** Extracted text **
# Polar Lights Disney's Herbie the Love Bug???



## fortress

Recently while adding to car collection I have been attempting to find a polar lights
Disney's Herbie the Love Bug model kit but to my surprise there is little or no information on the kit, when it was produced, reviews of the kit, I mean was it a limited run, did the ideal flop, if anyone could provide me with any information, insight, or heck even a lead on where to get one it would be most appreciated.

Happy Modeling:thumbsup:


----------



## Warspite

Fortress,

I googled your title for the thread and this is what came up;

https://www.google.ca/search?q=Polar+Lights+Disney%27s+Herbie+the+Love+Bug&oq=Polar+Lights+Disney%27s+Herbie+the+Love+Bug&aqs=chrome..69i57j69i61&sourceid=chrome&es_sm=93&ie=UTF-8

Hope this helps.

Best regards,
Don


----------



## fortress

Warspite said:


> Fortress,
> 
> I googled your title for the thread and this is what came up;
> 
> https://www.google.ca/search?q=Polar+Lights+Disney%27s+Herbie+the+Love+Bug&oq=Polar+Lights+Disney%27s+Herbie+the+Love+Bug&aqs=chrome..69i57j69i61&sourceid=chrome&es_sm=93&ie=UTF-8
> 
> Hope this helps.

** Problems to solve **
**1.** In the Herbie kit thread, what did Warspite run through Google?
**2.** Please extend the Herbie kit thread from the point where it stops.
The items that follow the Herbie kit thread aren't needed.

** Material shown **
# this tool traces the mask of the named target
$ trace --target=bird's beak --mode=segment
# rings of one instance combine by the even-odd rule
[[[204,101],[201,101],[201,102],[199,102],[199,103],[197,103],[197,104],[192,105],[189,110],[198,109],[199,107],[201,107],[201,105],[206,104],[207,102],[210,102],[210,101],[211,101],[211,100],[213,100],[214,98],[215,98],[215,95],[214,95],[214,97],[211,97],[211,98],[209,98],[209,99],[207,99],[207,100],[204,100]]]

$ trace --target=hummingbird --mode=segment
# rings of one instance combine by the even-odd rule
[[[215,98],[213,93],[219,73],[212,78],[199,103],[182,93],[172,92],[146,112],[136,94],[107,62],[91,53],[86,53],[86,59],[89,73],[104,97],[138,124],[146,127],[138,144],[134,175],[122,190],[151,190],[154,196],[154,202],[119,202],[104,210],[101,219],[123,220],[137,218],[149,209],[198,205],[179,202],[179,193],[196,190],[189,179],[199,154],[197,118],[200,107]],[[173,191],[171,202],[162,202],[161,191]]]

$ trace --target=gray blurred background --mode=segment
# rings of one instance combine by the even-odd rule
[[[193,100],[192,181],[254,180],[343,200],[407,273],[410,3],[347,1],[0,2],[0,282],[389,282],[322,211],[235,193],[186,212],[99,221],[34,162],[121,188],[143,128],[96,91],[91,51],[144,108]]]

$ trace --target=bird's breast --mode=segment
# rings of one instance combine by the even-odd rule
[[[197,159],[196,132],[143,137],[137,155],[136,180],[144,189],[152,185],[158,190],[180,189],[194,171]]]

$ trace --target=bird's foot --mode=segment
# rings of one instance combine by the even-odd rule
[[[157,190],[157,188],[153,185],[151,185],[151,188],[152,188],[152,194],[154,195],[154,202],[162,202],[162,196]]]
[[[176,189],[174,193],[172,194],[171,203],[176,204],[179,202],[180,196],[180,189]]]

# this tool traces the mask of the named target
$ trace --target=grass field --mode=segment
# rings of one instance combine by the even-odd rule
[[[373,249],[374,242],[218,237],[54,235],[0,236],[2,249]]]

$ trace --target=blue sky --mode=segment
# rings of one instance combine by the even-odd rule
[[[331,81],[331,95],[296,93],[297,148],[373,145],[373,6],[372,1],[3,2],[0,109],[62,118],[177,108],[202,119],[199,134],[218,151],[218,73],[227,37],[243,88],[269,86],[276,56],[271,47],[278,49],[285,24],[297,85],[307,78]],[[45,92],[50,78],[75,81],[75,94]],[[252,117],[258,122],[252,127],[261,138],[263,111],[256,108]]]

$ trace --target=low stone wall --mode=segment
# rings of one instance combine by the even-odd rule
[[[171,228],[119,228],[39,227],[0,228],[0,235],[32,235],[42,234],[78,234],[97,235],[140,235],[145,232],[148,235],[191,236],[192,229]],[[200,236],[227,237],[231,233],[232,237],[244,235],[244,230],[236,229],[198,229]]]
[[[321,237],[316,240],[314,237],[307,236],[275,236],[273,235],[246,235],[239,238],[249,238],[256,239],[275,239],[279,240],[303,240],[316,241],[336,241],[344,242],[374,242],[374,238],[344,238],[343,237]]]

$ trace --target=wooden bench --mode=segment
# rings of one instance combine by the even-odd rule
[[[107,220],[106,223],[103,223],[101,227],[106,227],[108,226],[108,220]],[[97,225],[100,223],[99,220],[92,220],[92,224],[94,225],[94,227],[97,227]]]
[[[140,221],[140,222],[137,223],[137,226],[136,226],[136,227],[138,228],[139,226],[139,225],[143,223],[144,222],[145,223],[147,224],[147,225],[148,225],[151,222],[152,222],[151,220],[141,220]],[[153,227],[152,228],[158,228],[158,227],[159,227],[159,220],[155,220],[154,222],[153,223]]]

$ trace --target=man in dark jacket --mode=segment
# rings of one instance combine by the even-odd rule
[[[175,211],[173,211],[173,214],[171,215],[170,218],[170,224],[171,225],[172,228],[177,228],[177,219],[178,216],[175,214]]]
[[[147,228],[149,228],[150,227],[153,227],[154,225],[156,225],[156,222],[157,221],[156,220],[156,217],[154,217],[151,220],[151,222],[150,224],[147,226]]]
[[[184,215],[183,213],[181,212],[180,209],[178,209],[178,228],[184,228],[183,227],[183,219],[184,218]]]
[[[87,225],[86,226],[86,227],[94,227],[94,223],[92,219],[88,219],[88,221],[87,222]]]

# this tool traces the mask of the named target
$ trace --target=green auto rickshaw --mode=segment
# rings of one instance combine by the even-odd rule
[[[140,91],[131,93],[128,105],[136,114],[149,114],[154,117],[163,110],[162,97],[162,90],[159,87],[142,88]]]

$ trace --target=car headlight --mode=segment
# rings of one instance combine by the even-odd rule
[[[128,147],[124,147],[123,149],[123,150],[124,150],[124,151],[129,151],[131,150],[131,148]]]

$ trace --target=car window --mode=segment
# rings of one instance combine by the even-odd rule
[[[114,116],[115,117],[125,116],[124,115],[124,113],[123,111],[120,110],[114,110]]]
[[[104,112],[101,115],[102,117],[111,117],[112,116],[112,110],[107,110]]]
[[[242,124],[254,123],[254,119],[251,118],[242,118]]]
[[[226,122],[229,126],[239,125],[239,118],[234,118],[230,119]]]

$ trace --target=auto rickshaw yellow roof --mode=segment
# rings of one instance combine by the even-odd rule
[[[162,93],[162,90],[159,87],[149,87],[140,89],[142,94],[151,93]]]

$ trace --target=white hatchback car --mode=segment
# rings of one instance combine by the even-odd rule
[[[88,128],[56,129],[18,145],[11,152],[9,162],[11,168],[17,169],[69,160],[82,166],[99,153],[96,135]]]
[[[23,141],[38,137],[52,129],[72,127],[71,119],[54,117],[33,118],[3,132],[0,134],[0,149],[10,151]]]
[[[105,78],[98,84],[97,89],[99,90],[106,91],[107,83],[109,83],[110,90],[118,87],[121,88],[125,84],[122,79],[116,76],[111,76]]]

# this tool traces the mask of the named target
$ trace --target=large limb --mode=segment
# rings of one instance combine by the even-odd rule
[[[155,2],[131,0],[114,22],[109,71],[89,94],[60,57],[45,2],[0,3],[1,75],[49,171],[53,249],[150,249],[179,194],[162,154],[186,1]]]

** Responses by task **
**1.** The thread's title, "Polar Lights Disney's Herbie the Love Bug."

**2.**
> 
> Best regards,
> Don



Thanks Warspite for the post and it was informative at the very least I know when the kit was released, my god 2004 no wonder I'm having a hard time finding this darn thing. 

Well at this point my only chance is perhaps ebay I know they just had one on sale so I will have to keep searching by the way if anyone has a mint Polar Lights Herbie the Love Bug kit that they want to part with please PM me on this website.


fortress:thumbsup:


----------



## Zombie_61

Just in case you're interested in building an accurate Herbie, the Polar Lights kit has a few inaccuracies.

First is the license plate light housing on the rear deck lid. The original Herbie "hero" car was a 1963, but Polar Lights used the wider housing that started with the 1964 models:










Second, the font on the roundels (the number "53" stickers) is wrong; the correct font is on the left, the Polar Lights version is on the right:










Also, the kit comes with stickers instead of decals, so you might want to start shopping around for some aftermarket decals if you can't make them yourself.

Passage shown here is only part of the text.